↓↓↓

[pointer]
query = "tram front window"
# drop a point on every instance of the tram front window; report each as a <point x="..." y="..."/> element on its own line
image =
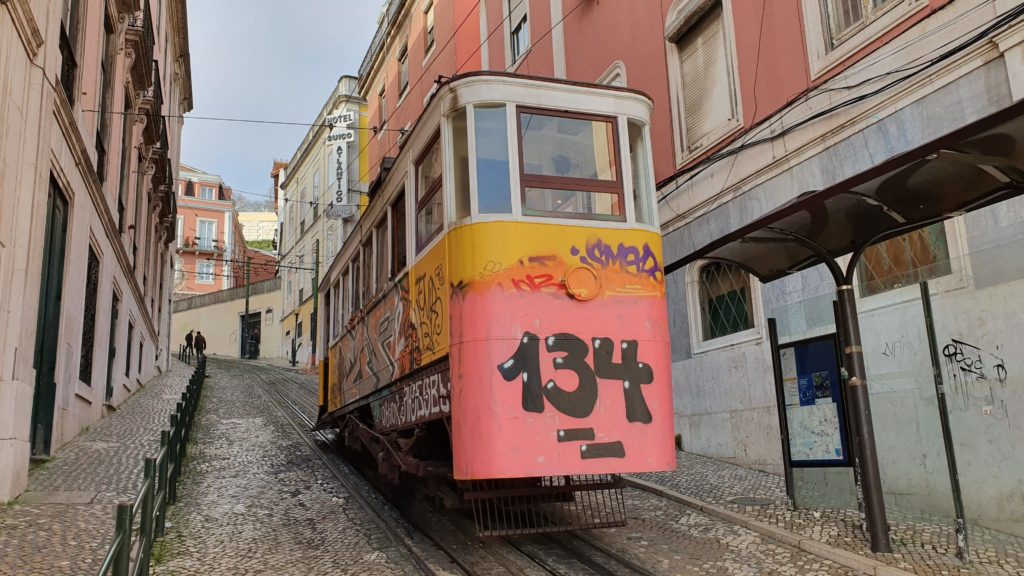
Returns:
<point x="570" y="165"/>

↑↑↑

Rewrite the rows above with "tram front window" changed to "bus rear window" everywhere it appears, keeping all other text the same. Omit the pictures.

### RESPONSE TO THE EXERCISE
[pointer]
query = "bus rear window"
# drop a point on every instance of the bus rear window; report each as a <point x="..." y="..."/> element on its own line
image =
Returns:
<point x="570" y="165"/>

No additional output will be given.